### Provided text
──────

Crunchy ceviche in Peru, a chart-topping steal in Brazil, an epic Bloody Mary in Ecuador, a big surprise burger in Bolivia and more! Welcome to Part 3 of our Best of the Trans-Americas Journey 2016 series–our guide to the Best Food & Beverages of the year. Part 1 covers the Top Travel Adventures of 2016, Part 2 covers the Best Hotels of the year and Part 4 tells you all about our Travel Gear of the Year. But now, in no particular order, here’s our guide to the…

Best food and beverages of 2016

Casa do Porco Sao Paulo San Ze pig

Chopped pork and sides at A Casa do Porco in Sao Paulo, Brazil – our chart-topping steal of the year.

Best chart-topping steal

Casa Do Porco restaurant Sao Paulo Brazil

Chef Jefferson Rueda with some of the porky goodness at his A Casa do Porco restaurant in Sao Paulo.

A Casa do Porco in downtown Sao Paulo, Brazil debuted on the list of Latin America’s 50 Best Restaurants in 2016 at number 24. There’s a reason for that remarkably high entry: chef Jefferson Rueda (pictured above) cooks a pig (porco in Portuguese) like no one else and his nose-to-tail dishes are inventive yet never overworked. He’s not a meddler. Pork sushi roll with raw pork (top right), pig foot soup, his take on steamed pork buns, meaty deep-fried chicharron cubes (top left) which he tops with guava pepper jelly and micro greens, succulent whole-roasted pig served chopped with grilled greens, polenta, and creamy beans. We could go on and on.

Prices are remarkably affordable (on par with many ho-hum eateries in Sao Paulo) which is why there’s usually a line out the door at this no reservations place. Insider tips: go for lunch in the late afternoon for the best chance of getting a table (A Casa do Porco does not close in the afternoon like many restaurants do). And even if you’re really on a budget, grab a fantastic pork sandwich on a homemade ciabatta roll from the restaurant’s to-go window on the street. At R$15 (about US$4.50), it’s the biggest sandwich bargain in the city–perhaps the whole country.

──────

### Things to do
[1] In the 2016 food roundup, at what number did A Casa do Porco debut on the list of Latin America's 50 Best Restaurants?
[2] Reproduce the passage from the 2016 food roundup, starting at "Best food and" and ending at "steal of the year.".

### Stored data

──────

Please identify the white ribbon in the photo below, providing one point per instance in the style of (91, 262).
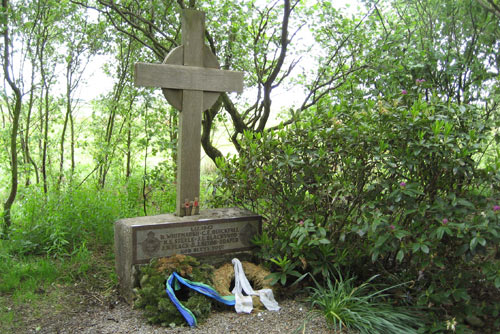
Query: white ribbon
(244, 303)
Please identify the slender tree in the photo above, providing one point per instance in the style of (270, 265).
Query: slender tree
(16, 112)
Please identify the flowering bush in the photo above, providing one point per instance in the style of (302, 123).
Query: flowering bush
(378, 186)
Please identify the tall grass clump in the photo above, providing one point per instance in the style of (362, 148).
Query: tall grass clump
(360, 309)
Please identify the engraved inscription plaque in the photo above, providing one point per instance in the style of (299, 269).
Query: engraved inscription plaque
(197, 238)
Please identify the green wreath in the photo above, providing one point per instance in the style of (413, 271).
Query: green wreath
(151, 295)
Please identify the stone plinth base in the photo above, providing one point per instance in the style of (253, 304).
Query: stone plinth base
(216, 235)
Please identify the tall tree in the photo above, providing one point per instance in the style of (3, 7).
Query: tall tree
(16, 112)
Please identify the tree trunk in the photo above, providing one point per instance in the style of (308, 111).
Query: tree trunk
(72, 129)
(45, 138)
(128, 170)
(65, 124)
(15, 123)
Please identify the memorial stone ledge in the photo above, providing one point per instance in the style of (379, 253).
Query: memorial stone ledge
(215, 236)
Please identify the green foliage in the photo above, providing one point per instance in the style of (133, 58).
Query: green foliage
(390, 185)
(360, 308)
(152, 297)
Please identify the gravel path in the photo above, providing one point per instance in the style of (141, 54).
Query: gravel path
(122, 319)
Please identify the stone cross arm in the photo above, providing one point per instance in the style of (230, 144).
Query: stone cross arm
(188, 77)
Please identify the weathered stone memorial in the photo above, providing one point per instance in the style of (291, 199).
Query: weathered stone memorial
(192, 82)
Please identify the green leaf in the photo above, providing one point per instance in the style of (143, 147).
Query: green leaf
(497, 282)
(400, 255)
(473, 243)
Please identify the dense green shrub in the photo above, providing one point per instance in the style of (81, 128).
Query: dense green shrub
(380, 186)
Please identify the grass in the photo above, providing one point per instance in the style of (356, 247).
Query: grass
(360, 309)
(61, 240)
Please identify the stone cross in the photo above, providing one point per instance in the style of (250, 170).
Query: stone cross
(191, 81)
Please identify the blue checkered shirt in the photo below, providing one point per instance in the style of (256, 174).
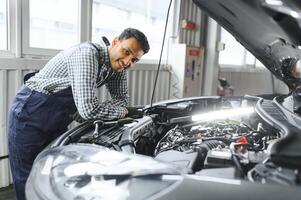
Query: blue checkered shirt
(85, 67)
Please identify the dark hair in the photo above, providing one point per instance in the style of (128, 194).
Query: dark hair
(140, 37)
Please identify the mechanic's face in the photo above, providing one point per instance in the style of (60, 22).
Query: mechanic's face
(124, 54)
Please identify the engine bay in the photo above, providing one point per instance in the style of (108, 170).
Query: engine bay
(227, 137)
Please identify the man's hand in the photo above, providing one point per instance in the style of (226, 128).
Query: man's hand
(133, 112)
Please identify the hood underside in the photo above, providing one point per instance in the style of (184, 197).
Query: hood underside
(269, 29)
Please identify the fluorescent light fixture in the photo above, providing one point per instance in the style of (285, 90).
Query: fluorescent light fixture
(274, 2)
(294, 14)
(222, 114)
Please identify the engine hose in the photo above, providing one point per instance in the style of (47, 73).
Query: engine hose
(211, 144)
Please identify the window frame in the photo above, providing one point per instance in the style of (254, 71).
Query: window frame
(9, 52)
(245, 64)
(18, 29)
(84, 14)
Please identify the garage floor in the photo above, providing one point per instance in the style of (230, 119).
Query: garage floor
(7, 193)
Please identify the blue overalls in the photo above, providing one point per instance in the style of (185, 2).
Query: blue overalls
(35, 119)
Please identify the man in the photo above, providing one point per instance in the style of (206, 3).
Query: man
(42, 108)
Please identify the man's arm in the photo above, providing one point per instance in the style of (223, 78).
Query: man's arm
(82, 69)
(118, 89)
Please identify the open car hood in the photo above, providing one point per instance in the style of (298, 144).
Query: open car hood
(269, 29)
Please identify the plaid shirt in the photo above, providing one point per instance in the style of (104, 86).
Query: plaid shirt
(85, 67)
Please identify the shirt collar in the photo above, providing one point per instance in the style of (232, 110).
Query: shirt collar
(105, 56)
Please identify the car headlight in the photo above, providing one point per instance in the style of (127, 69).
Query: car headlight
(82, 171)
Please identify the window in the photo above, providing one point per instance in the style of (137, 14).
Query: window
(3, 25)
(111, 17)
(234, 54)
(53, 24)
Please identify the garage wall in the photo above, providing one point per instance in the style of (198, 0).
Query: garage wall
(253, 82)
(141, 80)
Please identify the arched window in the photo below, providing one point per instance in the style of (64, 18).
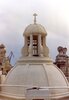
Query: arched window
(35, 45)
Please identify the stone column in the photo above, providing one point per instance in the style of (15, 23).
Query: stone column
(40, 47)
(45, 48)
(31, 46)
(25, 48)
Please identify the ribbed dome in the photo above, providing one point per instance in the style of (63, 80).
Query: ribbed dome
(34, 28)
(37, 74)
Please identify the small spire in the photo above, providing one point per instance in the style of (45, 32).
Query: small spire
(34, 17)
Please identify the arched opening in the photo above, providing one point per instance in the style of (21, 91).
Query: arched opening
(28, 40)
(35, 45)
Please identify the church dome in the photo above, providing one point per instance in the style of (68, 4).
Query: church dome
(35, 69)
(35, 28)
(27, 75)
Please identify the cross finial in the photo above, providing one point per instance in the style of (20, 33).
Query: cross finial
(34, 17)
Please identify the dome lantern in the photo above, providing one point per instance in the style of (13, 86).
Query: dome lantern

──────

### Results of the tasks
[1] Number 24.

[2]
Best food and beverages of 2016

Casa do Porco Sao Paulo San Ze pig

Chopped pork and sides at A Casa do Porco in Sao Paulo, Brazil – our chart-topping steal of the year.